Task to carry out: Line by line, retype the whole listing exactly.

The records:

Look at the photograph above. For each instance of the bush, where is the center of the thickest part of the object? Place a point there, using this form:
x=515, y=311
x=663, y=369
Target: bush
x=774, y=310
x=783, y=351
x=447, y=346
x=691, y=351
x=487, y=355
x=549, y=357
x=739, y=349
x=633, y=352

Answer section:
Look at the photograph above. For each instance of the bush, where is the center of the thickest part of the object? Place a point there, using this form:
x=515, y=311
x=663, y=369
Target: bush
x=774, y=310
x=783, y=351
x=447, y=346
x=691, y=351
x=487, y=355
x=549, y=357
x=739, y=349
x=633, y=352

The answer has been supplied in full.